(Records contained in a dataset)
======
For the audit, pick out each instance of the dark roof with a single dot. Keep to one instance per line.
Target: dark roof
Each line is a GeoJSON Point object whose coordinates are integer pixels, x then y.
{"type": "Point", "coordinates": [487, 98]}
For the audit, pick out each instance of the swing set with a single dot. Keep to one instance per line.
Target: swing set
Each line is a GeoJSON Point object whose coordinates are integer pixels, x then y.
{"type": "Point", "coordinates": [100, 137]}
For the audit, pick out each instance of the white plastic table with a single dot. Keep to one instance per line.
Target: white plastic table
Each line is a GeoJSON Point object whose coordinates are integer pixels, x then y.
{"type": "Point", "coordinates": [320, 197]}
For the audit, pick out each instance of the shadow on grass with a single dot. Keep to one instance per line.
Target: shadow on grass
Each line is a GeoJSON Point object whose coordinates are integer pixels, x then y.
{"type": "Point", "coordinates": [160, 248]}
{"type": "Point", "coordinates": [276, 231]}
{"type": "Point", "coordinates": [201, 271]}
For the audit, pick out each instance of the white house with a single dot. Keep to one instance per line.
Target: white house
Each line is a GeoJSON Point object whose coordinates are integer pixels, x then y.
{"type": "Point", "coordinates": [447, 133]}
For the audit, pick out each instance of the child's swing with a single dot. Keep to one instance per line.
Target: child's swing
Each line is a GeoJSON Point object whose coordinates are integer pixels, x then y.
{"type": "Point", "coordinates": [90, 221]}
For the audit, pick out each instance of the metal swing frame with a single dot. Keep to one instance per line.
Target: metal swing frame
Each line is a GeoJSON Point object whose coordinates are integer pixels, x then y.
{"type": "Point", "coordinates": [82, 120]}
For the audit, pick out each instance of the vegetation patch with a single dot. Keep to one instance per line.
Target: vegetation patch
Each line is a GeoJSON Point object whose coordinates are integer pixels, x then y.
======
Copy only the stretch running from the line containing "For the audit, pick out each instance of the white house" to the final line of the entries, both ends included, exactly as it stands.

For the audit, pick out each instance of the white house with a single dot. Keep to one instance per line.
Target: white house
Each line is a GeoJSON Point object whose coordinates are integer pixels, x then y.
{"type": "Point", "coordinates": [447, 133]}
For the audit, pick out each instance of the child's swing with a single dot. Keep to one instance per line.
Target: child's swing
Each line is a GeoJSON Point object whose coordinates are integer pixels, x then y.
{"type": "Point", "coordinates": [90, 221]}
For the audit, pick out each instance of the metal swing frame with a single dot. Keep to one instance per line.
Target: metal swing frame
Each line is a GeoJSON Point object whose coordinates are integer pixels, x then y.
{"type": "Point", "coordinates": [82, 120]}
For the audit, pick out each instance of the vegetation patch with a single dot. Keep to one instance per line.
Target: vegetation patch
Each line is a GeoJSON Point object whose coordinates are integer pixels, x then y.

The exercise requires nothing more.